TASK INSTRUCTIONS -
Once the line containing "mmk i see the picture, now point out the man's face" is found in the data below, output that line and every line after it through the last, unchanged and with nothing else.

Collected data:
= = = = =

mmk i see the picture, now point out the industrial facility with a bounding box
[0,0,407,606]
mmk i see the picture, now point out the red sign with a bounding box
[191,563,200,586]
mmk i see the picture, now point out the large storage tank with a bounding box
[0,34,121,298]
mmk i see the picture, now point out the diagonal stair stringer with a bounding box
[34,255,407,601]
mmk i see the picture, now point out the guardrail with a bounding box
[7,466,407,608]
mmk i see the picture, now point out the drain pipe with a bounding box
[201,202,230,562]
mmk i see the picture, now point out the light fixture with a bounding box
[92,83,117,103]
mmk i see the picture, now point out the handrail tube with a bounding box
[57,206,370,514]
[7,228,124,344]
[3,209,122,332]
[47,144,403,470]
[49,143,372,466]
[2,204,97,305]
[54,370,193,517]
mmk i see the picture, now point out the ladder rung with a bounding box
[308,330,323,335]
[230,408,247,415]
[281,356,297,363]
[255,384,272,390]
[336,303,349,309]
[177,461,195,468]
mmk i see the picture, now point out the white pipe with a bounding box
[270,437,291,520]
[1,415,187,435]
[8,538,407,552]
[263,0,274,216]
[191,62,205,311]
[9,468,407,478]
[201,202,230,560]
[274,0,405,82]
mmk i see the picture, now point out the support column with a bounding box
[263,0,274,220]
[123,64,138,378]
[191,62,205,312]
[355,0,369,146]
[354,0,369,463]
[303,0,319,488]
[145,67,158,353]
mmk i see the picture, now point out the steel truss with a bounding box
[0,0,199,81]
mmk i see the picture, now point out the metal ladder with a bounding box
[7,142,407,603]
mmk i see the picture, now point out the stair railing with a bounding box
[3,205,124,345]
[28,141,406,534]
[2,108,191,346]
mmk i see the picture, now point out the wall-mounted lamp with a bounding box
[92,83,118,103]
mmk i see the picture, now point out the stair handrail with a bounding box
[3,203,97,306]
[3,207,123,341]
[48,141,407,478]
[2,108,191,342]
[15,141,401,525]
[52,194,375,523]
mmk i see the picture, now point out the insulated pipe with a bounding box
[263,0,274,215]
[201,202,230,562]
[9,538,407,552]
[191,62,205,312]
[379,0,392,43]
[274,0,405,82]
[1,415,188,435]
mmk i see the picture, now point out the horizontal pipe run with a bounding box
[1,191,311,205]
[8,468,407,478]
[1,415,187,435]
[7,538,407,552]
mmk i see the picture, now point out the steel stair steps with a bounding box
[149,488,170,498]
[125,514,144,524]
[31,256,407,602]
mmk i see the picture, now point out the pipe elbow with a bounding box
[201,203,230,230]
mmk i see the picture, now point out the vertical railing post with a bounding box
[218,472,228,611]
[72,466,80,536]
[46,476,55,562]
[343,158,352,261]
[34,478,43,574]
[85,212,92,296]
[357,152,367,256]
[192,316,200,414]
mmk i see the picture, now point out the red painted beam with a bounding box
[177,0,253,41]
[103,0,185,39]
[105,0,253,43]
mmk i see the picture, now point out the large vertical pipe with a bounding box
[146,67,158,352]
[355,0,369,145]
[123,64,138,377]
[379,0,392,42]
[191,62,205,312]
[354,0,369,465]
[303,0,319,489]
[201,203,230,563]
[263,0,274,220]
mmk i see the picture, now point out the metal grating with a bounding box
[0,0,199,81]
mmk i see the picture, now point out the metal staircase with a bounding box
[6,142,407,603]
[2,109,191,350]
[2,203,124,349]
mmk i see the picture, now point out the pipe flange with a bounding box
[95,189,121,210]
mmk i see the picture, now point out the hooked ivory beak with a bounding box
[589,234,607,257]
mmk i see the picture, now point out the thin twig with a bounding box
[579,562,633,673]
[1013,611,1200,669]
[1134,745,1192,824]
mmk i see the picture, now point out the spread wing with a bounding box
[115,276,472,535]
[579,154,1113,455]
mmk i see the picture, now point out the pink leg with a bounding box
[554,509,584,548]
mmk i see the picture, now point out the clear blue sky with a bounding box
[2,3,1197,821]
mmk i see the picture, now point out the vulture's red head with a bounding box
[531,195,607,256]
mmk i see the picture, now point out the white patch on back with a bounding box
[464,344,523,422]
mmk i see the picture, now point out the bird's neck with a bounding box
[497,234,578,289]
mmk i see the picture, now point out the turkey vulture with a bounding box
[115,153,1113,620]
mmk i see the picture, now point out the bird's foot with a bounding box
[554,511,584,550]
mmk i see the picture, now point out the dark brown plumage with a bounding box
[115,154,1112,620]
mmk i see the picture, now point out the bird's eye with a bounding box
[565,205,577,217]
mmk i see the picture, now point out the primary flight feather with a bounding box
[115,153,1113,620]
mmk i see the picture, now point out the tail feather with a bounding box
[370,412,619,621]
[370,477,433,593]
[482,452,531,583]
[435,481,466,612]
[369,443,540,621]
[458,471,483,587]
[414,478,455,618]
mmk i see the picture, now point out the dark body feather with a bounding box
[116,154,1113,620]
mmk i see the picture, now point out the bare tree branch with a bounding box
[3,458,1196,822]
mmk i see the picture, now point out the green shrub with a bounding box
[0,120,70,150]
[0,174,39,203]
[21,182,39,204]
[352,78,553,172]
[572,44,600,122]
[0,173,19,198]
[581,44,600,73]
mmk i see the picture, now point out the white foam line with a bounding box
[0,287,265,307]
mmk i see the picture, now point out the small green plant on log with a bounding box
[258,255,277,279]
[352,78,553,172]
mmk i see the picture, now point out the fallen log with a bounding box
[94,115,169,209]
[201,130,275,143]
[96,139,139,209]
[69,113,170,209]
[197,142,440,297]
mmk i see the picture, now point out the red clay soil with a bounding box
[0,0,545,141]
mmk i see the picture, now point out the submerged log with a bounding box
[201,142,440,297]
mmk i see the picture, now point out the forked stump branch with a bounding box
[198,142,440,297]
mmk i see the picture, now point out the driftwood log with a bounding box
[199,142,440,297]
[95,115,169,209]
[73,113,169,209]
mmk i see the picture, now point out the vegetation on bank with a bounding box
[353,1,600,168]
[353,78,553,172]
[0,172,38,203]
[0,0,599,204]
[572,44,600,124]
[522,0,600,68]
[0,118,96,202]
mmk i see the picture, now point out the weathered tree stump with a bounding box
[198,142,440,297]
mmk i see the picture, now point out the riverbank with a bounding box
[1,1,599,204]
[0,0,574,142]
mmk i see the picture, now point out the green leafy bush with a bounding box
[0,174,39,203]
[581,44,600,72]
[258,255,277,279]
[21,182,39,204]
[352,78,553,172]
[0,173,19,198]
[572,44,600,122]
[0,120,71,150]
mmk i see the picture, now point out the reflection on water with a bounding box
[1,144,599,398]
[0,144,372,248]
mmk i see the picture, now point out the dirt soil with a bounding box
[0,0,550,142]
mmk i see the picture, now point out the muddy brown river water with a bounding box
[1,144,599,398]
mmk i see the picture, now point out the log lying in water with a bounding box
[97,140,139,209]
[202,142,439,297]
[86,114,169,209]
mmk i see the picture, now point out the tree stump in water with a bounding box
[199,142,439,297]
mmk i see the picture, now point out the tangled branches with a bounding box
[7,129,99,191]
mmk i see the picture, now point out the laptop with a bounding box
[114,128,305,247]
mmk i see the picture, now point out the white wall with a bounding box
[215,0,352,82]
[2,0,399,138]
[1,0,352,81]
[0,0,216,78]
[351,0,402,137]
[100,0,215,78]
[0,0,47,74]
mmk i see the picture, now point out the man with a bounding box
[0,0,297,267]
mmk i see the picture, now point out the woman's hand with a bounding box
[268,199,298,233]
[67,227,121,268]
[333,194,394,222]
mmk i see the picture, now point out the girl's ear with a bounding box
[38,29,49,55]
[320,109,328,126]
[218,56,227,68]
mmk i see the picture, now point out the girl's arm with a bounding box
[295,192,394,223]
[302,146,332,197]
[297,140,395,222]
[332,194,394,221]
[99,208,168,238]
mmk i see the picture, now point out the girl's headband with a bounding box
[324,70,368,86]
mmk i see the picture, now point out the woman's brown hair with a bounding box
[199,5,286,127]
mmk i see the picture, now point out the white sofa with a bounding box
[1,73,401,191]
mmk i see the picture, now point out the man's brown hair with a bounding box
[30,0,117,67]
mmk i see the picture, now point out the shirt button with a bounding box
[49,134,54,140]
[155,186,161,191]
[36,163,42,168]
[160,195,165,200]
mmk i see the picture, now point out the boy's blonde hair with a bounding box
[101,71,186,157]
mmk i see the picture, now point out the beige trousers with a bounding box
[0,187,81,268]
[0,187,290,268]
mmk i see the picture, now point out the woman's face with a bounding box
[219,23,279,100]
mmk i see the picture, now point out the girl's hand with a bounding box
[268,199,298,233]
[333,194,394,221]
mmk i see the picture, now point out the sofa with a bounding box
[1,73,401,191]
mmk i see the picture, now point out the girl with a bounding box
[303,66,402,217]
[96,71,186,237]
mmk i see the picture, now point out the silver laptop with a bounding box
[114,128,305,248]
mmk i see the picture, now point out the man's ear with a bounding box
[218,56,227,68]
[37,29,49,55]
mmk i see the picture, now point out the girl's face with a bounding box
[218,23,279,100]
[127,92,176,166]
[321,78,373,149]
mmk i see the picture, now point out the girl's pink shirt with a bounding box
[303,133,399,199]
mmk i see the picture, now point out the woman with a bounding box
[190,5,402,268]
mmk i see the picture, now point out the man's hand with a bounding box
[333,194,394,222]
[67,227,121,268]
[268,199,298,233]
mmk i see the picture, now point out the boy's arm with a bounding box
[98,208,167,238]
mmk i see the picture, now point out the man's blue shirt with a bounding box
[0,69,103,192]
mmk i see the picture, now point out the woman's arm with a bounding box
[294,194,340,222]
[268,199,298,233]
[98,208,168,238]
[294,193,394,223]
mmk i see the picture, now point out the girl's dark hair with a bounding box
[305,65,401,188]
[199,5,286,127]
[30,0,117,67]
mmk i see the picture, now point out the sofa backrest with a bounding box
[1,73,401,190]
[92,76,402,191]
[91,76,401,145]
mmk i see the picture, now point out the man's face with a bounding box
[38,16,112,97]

= = = = =

SOLUTION TO THE PROBLEM -
mmk i see the picture, now point out the man's face with a bounding box
[38,16,112,97]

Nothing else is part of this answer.